-- Exercise aim --
Copy the material below word for word, keeping every line unchanged.

-- Supplied data --
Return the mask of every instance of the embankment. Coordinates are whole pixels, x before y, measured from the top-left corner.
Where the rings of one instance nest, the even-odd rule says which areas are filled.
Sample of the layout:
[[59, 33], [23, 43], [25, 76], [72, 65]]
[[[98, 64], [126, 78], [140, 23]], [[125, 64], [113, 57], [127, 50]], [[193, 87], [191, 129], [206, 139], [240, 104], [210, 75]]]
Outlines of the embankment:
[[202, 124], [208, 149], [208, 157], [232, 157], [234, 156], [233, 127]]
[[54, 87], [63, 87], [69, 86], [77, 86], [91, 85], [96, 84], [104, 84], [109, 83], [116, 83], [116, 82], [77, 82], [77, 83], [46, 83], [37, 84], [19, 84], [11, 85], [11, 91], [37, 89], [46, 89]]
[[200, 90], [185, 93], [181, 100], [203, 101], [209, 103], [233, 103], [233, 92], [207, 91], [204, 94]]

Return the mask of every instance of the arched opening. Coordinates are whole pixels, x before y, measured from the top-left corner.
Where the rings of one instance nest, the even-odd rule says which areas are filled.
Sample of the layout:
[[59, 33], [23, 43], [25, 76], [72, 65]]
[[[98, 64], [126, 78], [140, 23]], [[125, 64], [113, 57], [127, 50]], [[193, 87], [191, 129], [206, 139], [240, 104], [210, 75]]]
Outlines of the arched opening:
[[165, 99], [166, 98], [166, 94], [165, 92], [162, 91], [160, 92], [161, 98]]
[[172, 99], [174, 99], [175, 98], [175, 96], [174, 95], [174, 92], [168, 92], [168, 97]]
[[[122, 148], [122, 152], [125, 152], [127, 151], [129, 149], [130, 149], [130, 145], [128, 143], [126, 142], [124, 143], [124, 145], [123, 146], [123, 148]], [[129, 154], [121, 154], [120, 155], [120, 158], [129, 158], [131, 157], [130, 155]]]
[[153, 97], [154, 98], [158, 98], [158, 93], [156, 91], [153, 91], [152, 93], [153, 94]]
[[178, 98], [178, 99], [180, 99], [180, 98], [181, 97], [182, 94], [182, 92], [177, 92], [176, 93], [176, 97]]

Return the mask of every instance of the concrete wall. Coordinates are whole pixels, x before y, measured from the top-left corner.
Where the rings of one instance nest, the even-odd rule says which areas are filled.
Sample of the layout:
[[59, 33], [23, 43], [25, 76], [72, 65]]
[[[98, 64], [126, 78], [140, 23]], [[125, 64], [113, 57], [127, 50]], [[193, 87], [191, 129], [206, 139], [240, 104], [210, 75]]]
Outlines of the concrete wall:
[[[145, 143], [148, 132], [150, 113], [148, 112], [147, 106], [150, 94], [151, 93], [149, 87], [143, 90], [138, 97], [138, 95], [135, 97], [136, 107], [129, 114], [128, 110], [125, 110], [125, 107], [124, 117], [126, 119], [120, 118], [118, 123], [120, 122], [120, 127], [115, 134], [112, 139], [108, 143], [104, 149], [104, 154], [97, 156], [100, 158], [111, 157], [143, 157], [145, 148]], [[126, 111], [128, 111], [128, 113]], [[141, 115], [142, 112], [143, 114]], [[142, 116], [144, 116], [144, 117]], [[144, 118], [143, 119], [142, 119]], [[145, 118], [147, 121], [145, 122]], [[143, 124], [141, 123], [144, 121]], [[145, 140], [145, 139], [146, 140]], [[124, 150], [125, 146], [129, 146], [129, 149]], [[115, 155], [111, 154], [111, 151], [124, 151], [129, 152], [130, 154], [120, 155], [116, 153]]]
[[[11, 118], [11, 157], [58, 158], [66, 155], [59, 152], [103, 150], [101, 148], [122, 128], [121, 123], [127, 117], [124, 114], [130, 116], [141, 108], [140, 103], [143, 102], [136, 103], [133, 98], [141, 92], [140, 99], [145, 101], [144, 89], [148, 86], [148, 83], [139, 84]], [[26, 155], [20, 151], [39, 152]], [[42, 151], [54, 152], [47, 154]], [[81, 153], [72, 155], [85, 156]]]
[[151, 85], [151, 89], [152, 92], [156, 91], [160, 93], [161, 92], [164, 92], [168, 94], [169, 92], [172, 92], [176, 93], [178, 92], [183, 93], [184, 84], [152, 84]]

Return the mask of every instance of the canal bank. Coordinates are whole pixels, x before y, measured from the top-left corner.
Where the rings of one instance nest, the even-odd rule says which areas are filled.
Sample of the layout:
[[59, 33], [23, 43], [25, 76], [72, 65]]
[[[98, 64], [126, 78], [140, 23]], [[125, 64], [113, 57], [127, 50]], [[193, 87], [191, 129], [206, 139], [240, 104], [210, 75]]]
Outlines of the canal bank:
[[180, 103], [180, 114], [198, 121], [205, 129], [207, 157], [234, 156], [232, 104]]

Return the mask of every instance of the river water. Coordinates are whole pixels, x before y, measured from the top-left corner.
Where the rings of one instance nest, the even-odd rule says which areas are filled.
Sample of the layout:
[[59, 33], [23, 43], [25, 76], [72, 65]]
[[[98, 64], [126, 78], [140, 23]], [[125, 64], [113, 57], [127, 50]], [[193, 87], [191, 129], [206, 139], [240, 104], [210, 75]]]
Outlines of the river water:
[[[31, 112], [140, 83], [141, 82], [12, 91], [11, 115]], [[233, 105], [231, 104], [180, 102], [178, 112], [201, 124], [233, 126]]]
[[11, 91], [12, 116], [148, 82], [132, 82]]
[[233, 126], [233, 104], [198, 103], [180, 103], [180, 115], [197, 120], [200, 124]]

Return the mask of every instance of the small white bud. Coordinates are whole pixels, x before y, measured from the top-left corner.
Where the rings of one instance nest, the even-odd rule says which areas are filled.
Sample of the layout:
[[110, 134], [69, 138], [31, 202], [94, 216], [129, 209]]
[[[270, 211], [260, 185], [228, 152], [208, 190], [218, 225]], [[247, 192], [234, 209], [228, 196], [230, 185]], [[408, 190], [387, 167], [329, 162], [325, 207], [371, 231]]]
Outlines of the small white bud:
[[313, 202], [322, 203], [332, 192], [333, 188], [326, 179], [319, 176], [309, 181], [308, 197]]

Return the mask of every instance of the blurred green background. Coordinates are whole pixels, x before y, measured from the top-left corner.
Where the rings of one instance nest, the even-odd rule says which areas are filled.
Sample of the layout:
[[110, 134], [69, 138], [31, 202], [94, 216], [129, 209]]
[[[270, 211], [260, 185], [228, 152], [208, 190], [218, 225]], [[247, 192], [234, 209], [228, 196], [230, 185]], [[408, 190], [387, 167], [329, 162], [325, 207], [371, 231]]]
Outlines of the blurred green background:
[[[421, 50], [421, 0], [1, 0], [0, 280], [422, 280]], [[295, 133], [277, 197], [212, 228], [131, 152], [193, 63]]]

-- Correct answer --
Return the mask of every instance of the embankment. Coordinates are whole pixels, x before y, measured from the top-left corner.
Where the rings of one instance nest, the even-odd rule says which areas are filled.
Sample of the layout:
[[59, 33], [23, 43], [25, 76], [72, 65]]
[[[98, 64], [126, 78], [140, 23]], [[125, 64], [113, 57], [127, 50]], [[193, 87], [191, 129], [206, 139], [240, 104], [210, 75]]]
Outlines of the embankment:
[[202, 124], [208, 149], [208, 157], [232, 157], [234, 156], [233, 127]]
[[54, 87], [63, 87], [69, 86], [77, 86], [91, 85], [96, 84], [104, 84], [109, 83], [116, 83], [116, 82], [77, 82], [77, 83], [46, 83], [37, 84], [19, 84], [11, 85], [11, 91], [37, 89], [46, 89]]
[[200, 90], [185, 93], [181, 100], [203, 101], [209, 103], [233, 103], [233, 92], [207, 91], [204, 94]]

Return the mask of every instance of the arched opening. Coordinates are whole pixels, x before y, measured from the top-left corner.
Where the rings of one instance nest, the even-odd rule says which areas are filled.
Sample of the layout:
[[59, 33], [23, 43], [25, 76], [72, 65]]
[[[98, 64], [126, 78], [140, 23]], [[125, 64], [113, 57], [127, 50]], [[193, 87], [191, 129], [206, 139], [240, 104], [210, 75]]]
Outlines of the arched opening:
[[165, 99], [166, 98], [166, 94], [165, 92], [162, 91], [160, 92], [161, 98]]
[[172, 99], [174, 99], [175, 98], [175, 96], [174, 95], [174, 92], [168, 92], [168, 97]]
[[[122, 148], [122, 152], [125, 152], [127, 151], [129, 149], [130, 149], [130, 145], [128, 143], [126, 142], [124, 143], [124, 145], [123, 146], [123, 148]], [[129, 154], [121, 154], [120, 155], [120, 158], [129, 158], [131, 157], [130, 155]]]
[[153, 97], [154, 98], [158, 98], [158, 93], [156, 91], [153, 91], [152, 93], [153, 94]]
[[178, 98], [178, 99], [180, 99], [180, 98], [181, 97], [182, 94], [182, 92], [177, 92], [176, 93], [176, 97]]

Return the mask of every instance of the concrete wall. Coordinates are whole pixels, x before y, measured from the top-left corner.
Where the rings of one instance nest, the even-odd rule says which areas are filled.
Sample of the layout:
[[59, 33], [23, 43], [25, 76], [72, 65]]
[[[98, 64], [126, 78], [140, 23]], [[125, 64], [113, 57], [127, 50]], [[193, 87], [191, 129], [206, 139], [240, 104], [210, 75]]]
Outlines of the concrete wall:
[[[145, 143], [148, 132], [150, 113], [148, 112], [147, 106], [150, 94], [151, 93], [149, 87], [143, 90], [138, 97], [138, 95], [135, 97], [136, 107], [129, 114], [128, 110], [125, 110], [125, 107], [124, 117], [126, 119], [120, 118], [118, 123], [120, 122], [120, 127], [115, 134], [112, 139], [108, 143], [104, 149], [104, 154], [97, 156], [100, 158], [111, 157], [143, 157], [145, 148]], [[126, 111], [128, 111], [128, 113]], [[141, 115], [142, 112], [143, 114]], [[142, 116], [144, 116], [144, 117]], [[144, 118], [143, 119], [142, 119]], [[145, 118], [147, 121], [145, 122]], [[143, 124], [141, 123], [144, 121]], [[145, 140], [145, 139], [146, 140]], [[124, 150], [125, 146], [129, 146], [129, 149]], [[115, 155], [111, 154], [111, 151], [124, 151], [129, 152], [130, 154], [120, 155], [116, 153]]]
[[[11, 118], [11, 157], [58, 158], [66, 155], [59, 152], [103, 150], [101, 148], [122, 128], [121, 123], [127, 117], [124, 114], [130, 116], [141, 108], [140, 103], [143, 102], [136, 103], [133, 98], [141, 92], [140, 99], [145, 101], [144, 89], [148, 86], [148, 83], [139, 84]], [[26, 155], [20, 151], [39, 152]], [[42, 151], [54, 152], [47, 154]], [[81, 153], [72, 155], [85, 156]]]
[[151, 85], [151, 89], [152, 92], [156, 91], [160, 93], [161, 92], [164, 92], [168, 94], [169, 92], [172, 92], [176, 93], [178, 92], [183, 93], [184, 84], [152, 84]]

Return the mask of every instance of the canal bank. Coordinates are whole pixels, x before y, measured from the top-left corner.
Where the rings of one instance nest, the even-odd rule says which areas are filled.
Sample of the layout:
[[59, 33], [23, 43], [25, 76], [72, 65]]
[[[98, 64], [126, 78], [140, 23]], [[125, 64], [113, 57], [127, 50]], [[193, 87], [191, 129], [206, 139], [240, 104], [210, 75]]]
Outlines of the canal bank:
[[180, 103], [180, 114], [198, 121], [205, 129], [207, 157], [234, 156], [232, 104]]

Return the mask of every instance of the river water. Coordinates are whole pixels, x before y, measured from the top-left corner.
Where the rings of one instance nest, the even-odd rule says which areas are filled.
Sample of the layout:
[[59, 33], [23, 43], [25, 76], [72, 65]]
[[[98, 64], [126, 78], [140, 23]], [[125, 64], [113, 57], [127, 50]], [[193, 87], [191, 129], [206, 139], [240, 104], [210, 75]]]
Outlines of the river water:
[[[31, 112], [140, 83], [141, 82], [12, 91], [11, 115]], [[233, 105], [231, 104], [180, 102], [178, 112], [201, 124], [233, 126]]]
[[11, 91], [12, 116], [148, 82], [132, 82]]
[[233, 126], [233, 104], [198, 103], [180, 103], [180, 115], [197, 120], [200, 124]]

Return the mask of every instance of the small white bud. Coordinates are whole pixels, x before y, measured from the top-left corner.
Where the rings of one instance nest, the even-odd rule says which areas are filled.
Sample of the layout:
[[110, 134], [69, 138], [31, 202], [94, 216], [129, 209]]
[[[270, 211], [260, 185], [228, 152], [208, 190], [218, 225]], [[247, 192], [234, 209], [228, 196], [230, 185]], [[408, 190], [387, 167], [329, 162], [325, 207], [371, 231]]]
Outlines of the small white bud:
[[313, 202], [322, 203], [332, 192], [333, 188], [326, 179], [319, 176], [309, 181], [308, 197]]

Return the mask of every instance of the blurred green background. Coordinates are whole pixels, x before y, measured from the top-left corner.
Where the rings of one instance nest, the even-odd rule says which areas are filled.
Sample of the layout:
[[110, 134], [69, 138], [31, 202], [94, 216], [129, 209]]
[[[270, 211], [260, 185], [228, 152], [208, 190], [218, 225]], [[247, 192], [234, 209], [228, 196], [230, 185]], [[408, 190], [387, 167], [329, 162], [325, 207], [371, 231]]]
Outlines of the blurred green background:
[[[421, 50], [421, 0], [1, 0], [0, 280], [422, 280]], [[295, 133], [277, 197], [212, 228], [131, 152], [193, 63]]]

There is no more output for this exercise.